## [Stated exercise]
Copy the lines from the one containing "Could you kindly point to the tall" through the end of the material, with the requests included. Scale only the answer coordinates by 2.1 and round each result to a whole number, rounding halves up; leave every other number as it is.

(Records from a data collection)

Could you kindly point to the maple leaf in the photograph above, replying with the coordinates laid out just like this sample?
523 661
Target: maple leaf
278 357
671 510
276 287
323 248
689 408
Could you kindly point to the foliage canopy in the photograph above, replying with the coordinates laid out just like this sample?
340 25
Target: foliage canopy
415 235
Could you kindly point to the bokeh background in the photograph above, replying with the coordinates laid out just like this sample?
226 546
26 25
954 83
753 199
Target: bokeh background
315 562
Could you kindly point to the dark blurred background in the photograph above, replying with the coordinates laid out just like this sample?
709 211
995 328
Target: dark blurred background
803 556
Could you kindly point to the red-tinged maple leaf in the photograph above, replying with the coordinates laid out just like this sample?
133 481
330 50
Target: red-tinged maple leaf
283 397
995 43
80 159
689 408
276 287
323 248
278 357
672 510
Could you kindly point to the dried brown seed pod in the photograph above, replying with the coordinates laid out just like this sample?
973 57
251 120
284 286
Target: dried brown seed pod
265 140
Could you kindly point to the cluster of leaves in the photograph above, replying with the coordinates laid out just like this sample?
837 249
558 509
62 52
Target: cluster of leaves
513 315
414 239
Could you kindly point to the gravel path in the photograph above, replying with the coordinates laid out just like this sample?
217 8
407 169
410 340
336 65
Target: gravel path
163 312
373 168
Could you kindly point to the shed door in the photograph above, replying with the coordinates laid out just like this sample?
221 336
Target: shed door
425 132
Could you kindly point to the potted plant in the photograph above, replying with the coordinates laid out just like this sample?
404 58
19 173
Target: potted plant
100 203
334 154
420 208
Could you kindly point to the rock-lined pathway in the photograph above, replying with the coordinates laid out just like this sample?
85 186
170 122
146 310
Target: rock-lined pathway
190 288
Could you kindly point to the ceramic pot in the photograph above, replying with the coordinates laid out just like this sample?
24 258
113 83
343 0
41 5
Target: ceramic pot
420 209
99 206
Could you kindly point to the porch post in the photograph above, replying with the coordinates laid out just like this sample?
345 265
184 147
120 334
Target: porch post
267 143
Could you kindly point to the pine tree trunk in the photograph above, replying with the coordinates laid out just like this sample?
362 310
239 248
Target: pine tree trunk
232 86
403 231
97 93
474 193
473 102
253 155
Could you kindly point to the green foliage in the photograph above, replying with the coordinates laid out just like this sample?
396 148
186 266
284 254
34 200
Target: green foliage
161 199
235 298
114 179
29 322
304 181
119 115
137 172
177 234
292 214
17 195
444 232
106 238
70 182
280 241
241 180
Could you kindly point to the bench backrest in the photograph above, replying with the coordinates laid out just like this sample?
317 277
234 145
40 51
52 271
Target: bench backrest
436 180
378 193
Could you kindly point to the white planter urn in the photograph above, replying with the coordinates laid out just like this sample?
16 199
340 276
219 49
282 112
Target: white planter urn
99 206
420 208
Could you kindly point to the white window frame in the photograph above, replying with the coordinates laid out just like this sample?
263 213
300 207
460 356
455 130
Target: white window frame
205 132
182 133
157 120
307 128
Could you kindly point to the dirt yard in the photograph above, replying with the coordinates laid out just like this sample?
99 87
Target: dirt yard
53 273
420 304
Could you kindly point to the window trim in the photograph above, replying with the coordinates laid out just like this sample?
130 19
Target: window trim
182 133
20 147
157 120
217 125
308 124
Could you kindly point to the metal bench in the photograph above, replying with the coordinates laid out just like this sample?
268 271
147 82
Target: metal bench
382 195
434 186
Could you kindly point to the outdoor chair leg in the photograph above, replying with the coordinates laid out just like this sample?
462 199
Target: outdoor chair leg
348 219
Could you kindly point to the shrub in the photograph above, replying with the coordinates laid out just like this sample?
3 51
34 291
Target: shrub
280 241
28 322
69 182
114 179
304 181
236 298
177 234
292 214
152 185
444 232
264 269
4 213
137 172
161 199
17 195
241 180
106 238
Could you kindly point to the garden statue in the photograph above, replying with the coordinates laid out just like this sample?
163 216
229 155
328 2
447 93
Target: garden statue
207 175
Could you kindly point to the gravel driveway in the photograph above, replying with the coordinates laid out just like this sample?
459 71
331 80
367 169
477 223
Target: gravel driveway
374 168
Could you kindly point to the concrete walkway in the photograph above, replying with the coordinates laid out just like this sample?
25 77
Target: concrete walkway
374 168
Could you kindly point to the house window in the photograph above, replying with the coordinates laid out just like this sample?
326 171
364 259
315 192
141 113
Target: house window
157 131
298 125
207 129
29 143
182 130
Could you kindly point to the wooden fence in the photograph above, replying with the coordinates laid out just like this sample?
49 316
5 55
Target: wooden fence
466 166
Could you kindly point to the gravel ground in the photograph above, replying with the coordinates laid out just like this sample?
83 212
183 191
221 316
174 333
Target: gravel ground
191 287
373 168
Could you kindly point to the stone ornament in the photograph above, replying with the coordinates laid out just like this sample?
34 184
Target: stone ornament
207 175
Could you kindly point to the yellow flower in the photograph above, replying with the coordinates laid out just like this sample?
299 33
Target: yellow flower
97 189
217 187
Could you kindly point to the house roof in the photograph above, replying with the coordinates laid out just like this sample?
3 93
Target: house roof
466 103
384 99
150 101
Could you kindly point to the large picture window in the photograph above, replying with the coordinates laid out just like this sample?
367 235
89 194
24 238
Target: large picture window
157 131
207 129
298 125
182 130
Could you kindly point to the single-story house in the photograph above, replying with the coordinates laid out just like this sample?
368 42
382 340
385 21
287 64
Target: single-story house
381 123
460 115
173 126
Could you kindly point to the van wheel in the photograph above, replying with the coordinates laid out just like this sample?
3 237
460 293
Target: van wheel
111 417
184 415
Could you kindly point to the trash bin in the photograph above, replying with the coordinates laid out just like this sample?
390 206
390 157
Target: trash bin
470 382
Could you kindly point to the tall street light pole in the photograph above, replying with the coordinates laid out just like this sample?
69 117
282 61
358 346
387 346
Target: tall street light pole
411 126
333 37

## [Result of this task]
Could you kindly point to the tall street light pole in the photograph above, replying with the coordinates laid out just like this sample?
69 117
282 61
358 346
387 346
Target: tall street light pole
863 265
699 78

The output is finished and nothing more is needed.